> [Given passage]
● ● ● ● ● ● ●
“God Prepares Peter to Preach To Gentiles” Acts 10:1-23a


While the Risen Lord was still instructing the Eleven, as is recorded in the first chapter of Acts, He told them to spread the Good News throughout the entire world, starting at Jerusalem.  Had His will been accomplished?  In the first few chapters we find the early church ministering only to the Jews in Jerusalem and in Judea. In Acts 8

We read about Philip’s ministry among the Samaritans. But the early community had not ventured out to share the Good News with the Gentiles. The events, recorded in the 10th chapter have Peter as the principal character, along with the Gentile Cornelius. Gareth Reese writes the following,

“It is noteworthy that God selected Peter for the purpose of preaching the Gospel first to the Gentiles. This is in harmony with the events at Caesarea Philippi where, after making the good confession of Christ, Peter was told that to him would be given the keys of the kingdom (Matt. 16:18, 19). Peter used those keys for the Jews on the day of Pentecost. He is now about to use the keys to open the door of the church to the Gentiles.”

So, we invite you to study along with us as we journey through the first 23 verses of the 1Oth chapter of Acts. Let each one be looking to the Holy Spirit for guidance.


Who is this man Cornelius? What does the Word of God tell of him? Sometimes we think of Jerusalem being the prominent city in Palestine at this time. And it is so if we look at things from a biblical standpoint. But to the Romans the most important city in the land was Caesarea. It was here that the Romans had their seat of government. The city was named after Caesar Augustus.

In verse 1 we’re told that there was a certain man in the city whose name was Cornelius. We’re further told that he was a centurion. Luke further informs us that he was of the Italian cohort Irving L. Jensen, writes the following in Acts: An Independent Study,

“’Cornelius a centurion … Italian Cohort.’ The name Cornelius was a very common Roman name at this time. Originally a centurion commanded one hundred men, though this number varied later. A Roman legion consisted of ten cohorts, or bands. The commander of a cohort was called a chiliarch, or chief captain (cf. John 18:12). A cohort comprised six companies, each commanded by a centurion. Cornelius was commander of one company, or even possibly of an entire cohort. The fact that he was an Italian has some significance. Because of his nationality, he and his men would be considered to be very loyal to the emperor and his representatives in the land of Palestine.”

Verse 2 of the narrative tells us of the character of Cornelius. We’re <told that he was a devout man, one who feared God. We’re further told that he and family his family gave alms to the people and that they prayed constantly. It is apparent that Cornelius was a proselyte of the gate. To show that he was not a proselyte of righteousness, Gareth Reese writes the following in New Testament History: Acts,

“Cornelius is not a proselyte of righteousness, for Peter understood that he was a foreigner (Acts 10:28), and the rest of the Jews knew that Cornelius was not considered to be one of them (Acts 11:3).”

We’re told further in the narrative that Cornelius was keeping the hour of prayer. Here was a man with pagan roots who had been so influenced by the religion of the Jews that he had embraced it partially. The fact that God heard Cornelius’s prayers is proof that we serve a prayer answering God.
● ● ● ● ● ● ●
> [Provided data]
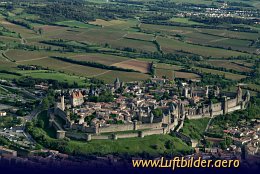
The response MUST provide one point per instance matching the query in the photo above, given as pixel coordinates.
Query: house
● ● ● ● ● ● ●
> [Directives]
**a)** Retype the part of the Acts 10 study starting with "We’re told further" and going on through "prayer answering God.".
**b)** Extend the Acts 10 study by writing what comes next after its final sentence.
The data above comes from a different source than the study of Acts 10.

> [Responses to the exercise]
**a)**
We’re told further in the narrative that Cornelius was keeping the hour of prayer. Here was a man with pagan roots who had been so influenced by the religion of the Jews that he had embraced it partially. The fact that God heard Cornelius’s prayers is proof that we serve a prayer answering God.

**b)**
We now come to the actual prayer of Cornelius. He is praying at the ninth hour, that is, 3:00 p.m. Luke tells us that Cornelius, while praying; saw in a vision an angel of God.  In verse 3 the angel speaks clearly to Cornelius calling him by his name. It seems that the angel assumed human form. In verse 4 Cornelius fixed his gaze upon the messenger. The text tells us that he was alarmed. I suppose that you and I would be just as alarmed as he was. He calls the angel, Lord.  H. Leo Boles wrote the following,

“It seems that Cornelius recognized the angel as a messenger from God: hence he addressed the angel as ‘Lord’”.

The angel then informs Cornelius that his prayers have been heard and are going to be answered by God Himself. In verse 5 we are told that the angel told Cornelius what to do. He tells him to send some men to Joppa to contact Simon, who is also called Peter. Verse 6 tells us where Peter is to be found. He is living with Simon the tanner. We’re further told that Simon’s house was by the sea. In the first part of verse 7 the angel departed.


In the second part of verse 7 we have Cornelius summoning his servants, two to be exact, to his side. Also he calls to his side a devout soldier. These were the ones that he would trust with this most important task. In verse 8 he explains to them the situation before sending them to Joppa. James Burton Coffman, in his Commentary On Acts, writes the following,

“’Having rehearsed all things unto them …’ a mutual love and trust between Cornelius and his subordinates appear in such a thing as this. Rather than writing a letter, Cornelius fully explained the details and purpose of his mission to trusted servants and sent them on their way. It appears, from the text they left the same day. They were found the next day approaching the city of Joppa. Since it was about 30 miles between the two cities, it can be assumed that they had traveled all night.”


In the latter half of the 9th verse we find Peter on the housetop ready to pray at the 6th hour, that is, noon.  Verse 10 informs us that Peter became very hungry and as the preparations for the meal were taking place he fell into a trance. In verse 11 we’re told that the sky opened up. The text tells us that an object like a sheet was lowered from the sky. Verse 12 gives us the contents. ‘And there were in it all kinds of four-footed animals and crawling creatures of the earth and birds of the air.’ Here we have a mixture of clean and unclean animals. James Burton Coffman, in his Commentary on Acts published by Firm Foundation, had this to say.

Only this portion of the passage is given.